[Exercise objective]: According to the essay on science and the pace of human progress, how many Earths would be needed if everyone on the planet consumed resources as fast as the average Canadian?

Top of Source extract

Every time I watch a jumbo jet hurtle down a runway and then lift skyward I’m awed by the science that made that feat possible. How many pounds of aircraft, people and luggage are being propelled into the atmosphere? Who ever dreamed it could be done? I’m constantly humbled by how little I know.
A mere 66 years separate the Wright brothers’ first flight and Neil Armstrong’s first step on the moon. It’s miraculous that science could achieve so much in that time frame. And now with the advent of AI new developments in science will likely speed “advancement” even faster although we don’t yet know how these ‘advancements’ will play out. Will they solve many of our man-made problems or only add to them? Perhaps in another 66 years we really will be living in settlements somewhere in outer space.
What really amazes me though (and not in a good way) is how we can make these huge advances in certain sciences, like aviation, yet we still can’t learn the basics, like how to get along. War continues to be waged around the world. As well, it has been suggested that if everyone on the planet consumed resources as fast as the average Canadian, five Earths would be needed to sustain us. As a species we can be so brilliant, yet we can also behave as daft as that ostrich with its head buried in the sand.
In the early days of the Covid pandemic we were all forced to slow down. You could almost feel the planet sigh with relief. The air cleared almost immediately as most of the planes were grounded and people who could worked from home, sparing the atmosphere all those carbon emissions. Wildlife began to appear where it dared not tread just weeks before. People returned to the humble Craft; baking, knitting, gardening. Wouldn’t it have been nice if this grand pause could have taught us to slow down permanently, breathe more deeply and appreciate simple pleasures? But life has ramped back up. It’s what keeps the economy going.
But let’s return to science, that miraculous body of knowledge that created vaccines and medicines that extend our lives. That changed our means of communication. That continually evolves. Biologists. Physicists. Geologists. They are all working on discoveries to further enlighten and improve the human condition.
Right now climate scientists are working particularly hard and are sounding an alarm loud and clear. They have the knowledge to teach us how to save ourselves and yet we’re still too preoccupied with our rampant consumerism, fast fashion and celebrity culture to hear it. Like that airplane hurtling down the runway, it can feel as though planet earth is careening toward disaster. But writer George Monbiot reminds us that political systems were made by people, and they can be changed by people. And we’re not ostriches. As Dr. Seuess says, “We have brains in our heads. We have feet in our shoes. We can steer ourselves in any direction we choose.” If we can blast airplanes into the sky and rockets into outer space surely science can help rejig our trajectory, moving us toward the creation of a kinder, gentler and greener world.

Bottom of Source extract
Top of Dataset

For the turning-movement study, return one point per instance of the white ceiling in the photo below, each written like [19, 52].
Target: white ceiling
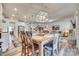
[54, 10]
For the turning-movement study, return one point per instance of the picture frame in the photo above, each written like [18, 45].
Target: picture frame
[20, 28]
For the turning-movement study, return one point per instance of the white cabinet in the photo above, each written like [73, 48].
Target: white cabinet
[5, 40]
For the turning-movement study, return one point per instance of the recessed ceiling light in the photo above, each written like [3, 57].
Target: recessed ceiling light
[25, 17]
[13, 15]
[15, 9]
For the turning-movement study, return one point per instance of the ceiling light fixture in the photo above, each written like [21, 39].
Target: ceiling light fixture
[15, 9]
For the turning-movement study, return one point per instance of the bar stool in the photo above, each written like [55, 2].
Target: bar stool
[0, 48]
[27, 44]
[23, 52]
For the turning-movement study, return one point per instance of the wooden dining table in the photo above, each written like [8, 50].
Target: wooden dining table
[41, 41]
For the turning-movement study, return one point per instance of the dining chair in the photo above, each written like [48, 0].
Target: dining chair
[52, 47]
[56, 44]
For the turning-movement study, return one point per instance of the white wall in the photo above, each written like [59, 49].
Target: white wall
[65, 23]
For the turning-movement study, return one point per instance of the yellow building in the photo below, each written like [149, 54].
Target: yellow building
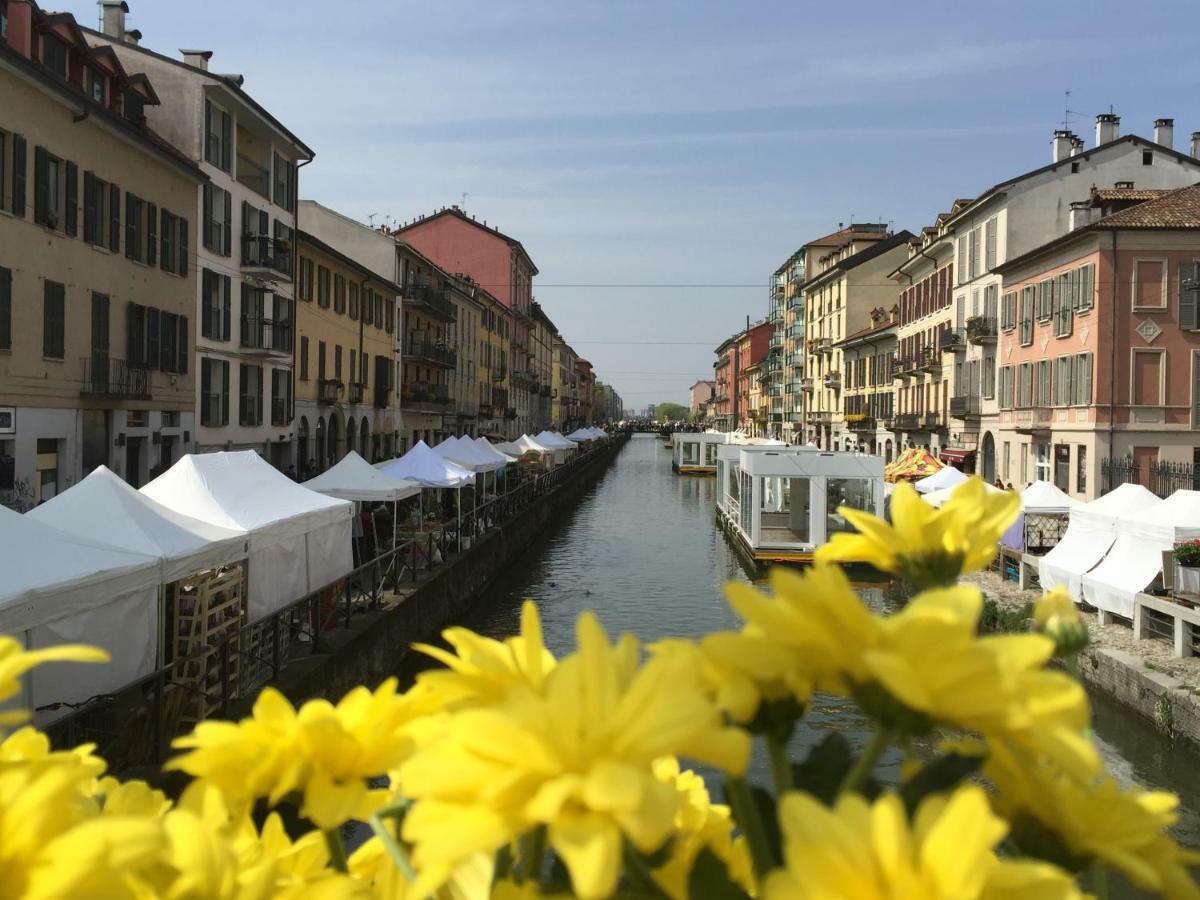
[346, 372]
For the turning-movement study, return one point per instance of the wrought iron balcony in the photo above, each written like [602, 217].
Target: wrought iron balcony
[105, 376]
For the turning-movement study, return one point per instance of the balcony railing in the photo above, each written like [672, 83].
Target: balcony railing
[105, 376]
[437, 354]
[429, 299]
[967, 406]
[329, 390]
[982, 329]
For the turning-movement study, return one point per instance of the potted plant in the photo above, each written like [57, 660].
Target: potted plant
[1187, 565]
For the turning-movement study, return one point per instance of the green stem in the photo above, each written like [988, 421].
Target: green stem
[336, 850]
[393, 846]
[865, 763]
[780, 766]
[745, 814]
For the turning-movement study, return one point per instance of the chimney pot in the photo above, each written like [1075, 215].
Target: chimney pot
[1108, 127]
[197, 59]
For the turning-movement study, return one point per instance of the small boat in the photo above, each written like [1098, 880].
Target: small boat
[779, 504]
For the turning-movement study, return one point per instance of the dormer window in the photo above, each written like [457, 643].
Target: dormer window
[95, 85]
[54, 55]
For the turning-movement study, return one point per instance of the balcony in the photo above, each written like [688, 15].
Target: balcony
[329, 390]
[264, 336]
[267, 255]
[436, 354]
[965, 407]
[982, 329]
[107, 377]
[952, 341]
[1032, 421]
[425, 396]
[430, 300]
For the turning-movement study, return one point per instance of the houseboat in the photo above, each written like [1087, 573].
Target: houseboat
[779, 504]
[695, 453]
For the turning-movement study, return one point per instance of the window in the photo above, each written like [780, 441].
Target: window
[1150, 283]
[54, 321]
[285, 183]
[1146, 389]
[217, 137]
[250, 395]
[214, 391]
[217, 226]
[215, 304]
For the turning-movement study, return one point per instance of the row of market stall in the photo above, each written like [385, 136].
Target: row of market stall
[213, 545]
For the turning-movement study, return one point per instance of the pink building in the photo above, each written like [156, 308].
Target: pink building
[1099, 348]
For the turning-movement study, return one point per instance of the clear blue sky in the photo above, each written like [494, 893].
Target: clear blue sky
[684, 148]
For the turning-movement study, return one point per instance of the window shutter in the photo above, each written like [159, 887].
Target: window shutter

Bottom of Dataset

[Solution for this task]: Five Earths.